INSTRUCTIONS TO FOLLOW:
Count lines holding the string "below" in the data that follows. Reply with one number only.

════

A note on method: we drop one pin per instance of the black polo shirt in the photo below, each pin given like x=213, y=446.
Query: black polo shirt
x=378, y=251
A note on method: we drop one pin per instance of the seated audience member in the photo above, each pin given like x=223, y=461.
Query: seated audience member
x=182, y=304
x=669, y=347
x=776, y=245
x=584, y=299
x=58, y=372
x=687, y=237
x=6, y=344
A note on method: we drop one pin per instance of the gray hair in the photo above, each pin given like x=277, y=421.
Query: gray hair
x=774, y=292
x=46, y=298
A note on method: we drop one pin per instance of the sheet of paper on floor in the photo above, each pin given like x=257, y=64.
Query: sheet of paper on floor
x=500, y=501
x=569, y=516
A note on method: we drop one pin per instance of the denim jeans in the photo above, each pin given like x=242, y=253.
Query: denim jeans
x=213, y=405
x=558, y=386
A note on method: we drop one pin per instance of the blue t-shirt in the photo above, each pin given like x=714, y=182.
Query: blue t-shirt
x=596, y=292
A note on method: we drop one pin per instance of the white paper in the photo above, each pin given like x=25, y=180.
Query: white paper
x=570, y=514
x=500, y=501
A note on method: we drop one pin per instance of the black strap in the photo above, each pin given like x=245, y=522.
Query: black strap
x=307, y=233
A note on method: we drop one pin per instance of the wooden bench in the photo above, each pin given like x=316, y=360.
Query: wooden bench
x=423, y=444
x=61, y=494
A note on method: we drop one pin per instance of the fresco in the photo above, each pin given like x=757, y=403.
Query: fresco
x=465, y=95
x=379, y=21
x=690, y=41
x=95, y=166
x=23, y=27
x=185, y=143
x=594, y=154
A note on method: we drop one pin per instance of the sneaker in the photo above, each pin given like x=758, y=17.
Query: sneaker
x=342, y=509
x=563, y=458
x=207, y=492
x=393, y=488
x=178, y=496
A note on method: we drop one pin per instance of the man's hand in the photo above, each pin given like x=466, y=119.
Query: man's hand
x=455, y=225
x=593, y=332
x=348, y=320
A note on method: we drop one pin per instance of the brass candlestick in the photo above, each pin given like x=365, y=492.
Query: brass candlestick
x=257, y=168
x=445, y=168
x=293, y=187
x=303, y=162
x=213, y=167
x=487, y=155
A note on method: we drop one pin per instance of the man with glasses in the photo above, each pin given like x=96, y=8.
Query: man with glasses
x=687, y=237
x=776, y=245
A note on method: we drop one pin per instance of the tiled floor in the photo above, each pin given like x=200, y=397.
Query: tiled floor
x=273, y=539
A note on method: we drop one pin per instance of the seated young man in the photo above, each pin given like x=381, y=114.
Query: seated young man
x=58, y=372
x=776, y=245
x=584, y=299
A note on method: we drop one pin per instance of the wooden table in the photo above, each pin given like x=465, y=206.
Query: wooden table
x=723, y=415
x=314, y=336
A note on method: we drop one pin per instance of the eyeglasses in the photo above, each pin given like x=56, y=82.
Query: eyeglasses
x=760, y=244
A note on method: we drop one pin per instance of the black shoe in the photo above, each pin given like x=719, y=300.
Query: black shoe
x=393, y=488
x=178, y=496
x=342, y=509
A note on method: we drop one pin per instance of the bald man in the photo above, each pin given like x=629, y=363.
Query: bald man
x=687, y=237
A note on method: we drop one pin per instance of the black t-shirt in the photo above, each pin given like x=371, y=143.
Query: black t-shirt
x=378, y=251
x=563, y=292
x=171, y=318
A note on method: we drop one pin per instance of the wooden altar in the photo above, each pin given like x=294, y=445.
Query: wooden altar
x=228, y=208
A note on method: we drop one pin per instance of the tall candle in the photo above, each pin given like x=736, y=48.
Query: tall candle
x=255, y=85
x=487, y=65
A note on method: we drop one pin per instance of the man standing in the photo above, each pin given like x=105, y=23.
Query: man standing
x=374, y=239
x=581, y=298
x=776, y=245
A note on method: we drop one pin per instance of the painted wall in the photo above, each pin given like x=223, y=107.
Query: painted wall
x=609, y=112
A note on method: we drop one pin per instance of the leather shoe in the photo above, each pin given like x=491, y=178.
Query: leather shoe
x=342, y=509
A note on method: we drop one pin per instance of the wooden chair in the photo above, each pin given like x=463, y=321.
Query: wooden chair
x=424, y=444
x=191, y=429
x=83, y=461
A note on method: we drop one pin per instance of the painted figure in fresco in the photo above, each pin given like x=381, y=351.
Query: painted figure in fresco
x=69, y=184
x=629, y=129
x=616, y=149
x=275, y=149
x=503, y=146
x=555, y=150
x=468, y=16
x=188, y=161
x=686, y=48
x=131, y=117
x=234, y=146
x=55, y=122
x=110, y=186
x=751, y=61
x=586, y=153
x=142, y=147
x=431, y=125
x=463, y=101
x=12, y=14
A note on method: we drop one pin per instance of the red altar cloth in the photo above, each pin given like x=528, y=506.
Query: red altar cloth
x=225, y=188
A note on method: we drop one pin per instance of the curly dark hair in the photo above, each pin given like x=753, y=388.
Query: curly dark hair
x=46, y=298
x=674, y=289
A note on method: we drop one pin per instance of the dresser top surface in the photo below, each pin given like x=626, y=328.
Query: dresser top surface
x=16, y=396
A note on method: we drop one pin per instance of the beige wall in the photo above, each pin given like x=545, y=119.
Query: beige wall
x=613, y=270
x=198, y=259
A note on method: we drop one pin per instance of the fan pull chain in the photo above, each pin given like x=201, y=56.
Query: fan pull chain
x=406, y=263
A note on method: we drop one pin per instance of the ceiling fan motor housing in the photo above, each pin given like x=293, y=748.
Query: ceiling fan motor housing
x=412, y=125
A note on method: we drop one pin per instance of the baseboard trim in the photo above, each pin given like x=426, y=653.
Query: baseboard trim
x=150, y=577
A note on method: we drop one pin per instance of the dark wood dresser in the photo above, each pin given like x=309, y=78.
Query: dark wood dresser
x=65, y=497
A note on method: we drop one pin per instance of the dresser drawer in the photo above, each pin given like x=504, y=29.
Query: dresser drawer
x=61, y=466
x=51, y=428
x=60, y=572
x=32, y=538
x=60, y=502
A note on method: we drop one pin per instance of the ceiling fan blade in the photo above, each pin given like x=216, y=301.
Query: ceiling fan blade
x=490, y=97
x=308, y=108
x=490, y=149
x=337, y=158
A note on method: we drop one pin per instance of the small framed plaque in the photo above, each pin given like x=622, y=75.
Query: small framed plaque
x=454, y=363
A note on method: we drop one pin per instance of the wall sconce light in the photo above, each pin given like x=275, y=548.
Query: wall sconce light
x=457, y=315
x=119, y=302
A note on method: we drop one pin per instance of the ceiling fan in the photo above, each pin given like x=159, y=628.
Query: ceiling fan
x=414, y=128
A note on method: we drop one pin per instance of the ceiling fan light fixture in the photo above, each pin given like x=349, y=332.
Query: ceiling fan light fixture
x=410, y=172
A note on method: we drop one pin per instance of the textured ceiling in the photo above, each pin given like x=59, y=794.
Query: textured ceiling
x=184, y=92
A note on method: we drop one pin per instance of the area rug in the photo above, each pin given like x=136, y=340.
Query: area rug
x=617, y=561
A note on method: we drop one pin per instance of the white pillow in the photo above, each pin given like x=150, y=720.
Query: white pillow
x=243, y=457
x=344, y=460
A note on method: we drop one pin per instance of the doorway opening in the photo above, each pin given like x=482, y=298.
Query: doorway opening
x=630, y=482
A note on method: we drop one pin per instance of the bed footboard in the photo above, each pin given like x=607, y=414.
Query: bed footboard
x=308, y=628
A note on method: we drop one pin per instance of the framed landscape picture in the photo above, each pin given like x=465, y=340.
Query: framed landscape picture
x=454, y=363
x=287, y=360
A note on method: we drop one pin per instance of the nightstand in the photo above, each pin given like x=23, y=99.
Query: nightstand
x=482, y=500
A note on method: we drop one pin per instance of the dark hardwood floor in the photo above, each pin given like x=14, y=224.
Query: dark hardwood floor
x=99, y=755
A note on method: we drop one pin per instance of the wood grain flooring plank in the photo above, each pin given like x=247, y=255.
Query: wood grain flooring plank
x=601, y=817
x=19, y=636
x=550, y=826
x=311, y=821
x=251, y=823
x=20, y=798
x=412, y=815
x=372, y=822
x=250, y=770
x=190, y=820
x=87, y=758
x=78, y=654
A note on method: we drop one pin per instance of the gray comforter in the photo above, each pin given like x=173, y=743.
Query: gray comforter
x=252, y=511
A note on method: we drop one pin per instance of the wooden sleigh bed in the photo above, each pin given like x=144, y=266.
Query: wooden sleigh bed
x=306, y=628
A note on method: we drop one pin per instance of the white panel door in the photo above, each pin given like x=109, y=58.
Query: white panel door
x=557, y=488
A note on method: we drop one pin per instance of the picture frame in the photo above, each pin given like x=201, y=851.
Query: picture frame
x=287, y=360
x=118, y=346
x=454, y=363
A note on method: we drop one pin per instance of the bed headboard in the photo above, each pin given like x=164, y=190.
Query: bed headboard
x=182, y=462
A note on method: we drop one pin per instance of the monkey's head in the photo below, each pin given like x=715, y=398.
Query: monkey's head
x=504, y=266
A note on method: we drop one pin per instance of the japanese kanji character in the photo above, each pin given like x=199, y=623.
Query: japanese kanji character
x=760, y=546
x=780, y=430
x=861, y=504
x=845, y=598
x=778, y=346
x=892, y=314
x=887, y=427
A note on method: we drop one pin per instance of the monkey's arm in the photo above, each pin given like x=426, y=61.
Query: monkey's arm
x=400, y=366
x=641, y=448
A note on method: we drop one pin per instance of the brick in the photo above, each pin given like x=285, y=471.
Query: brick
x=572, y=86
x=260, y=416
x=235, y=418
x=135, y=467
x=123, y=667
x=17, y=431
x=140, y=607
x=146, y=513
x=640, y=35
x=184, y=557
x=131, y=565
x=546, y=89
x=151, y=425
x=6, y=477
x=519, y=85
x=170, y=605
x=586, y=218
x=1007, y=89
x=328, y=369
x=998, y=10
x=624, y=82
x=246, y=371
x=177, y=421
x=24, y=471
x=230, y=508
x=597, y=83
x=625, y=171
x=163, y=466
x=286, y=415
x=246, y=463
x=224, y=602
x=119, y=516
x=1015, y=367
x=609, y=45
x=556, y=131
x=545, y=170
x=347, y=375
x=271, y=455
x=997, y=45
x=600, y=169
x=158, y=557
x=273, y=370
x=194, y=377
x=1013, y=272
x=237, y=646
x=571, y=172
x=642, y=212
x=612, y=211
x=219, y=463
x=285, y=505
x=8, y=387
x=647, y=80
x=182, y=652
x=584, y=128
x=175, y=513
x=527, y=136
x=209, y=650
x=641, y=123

════

RESPONSE:
3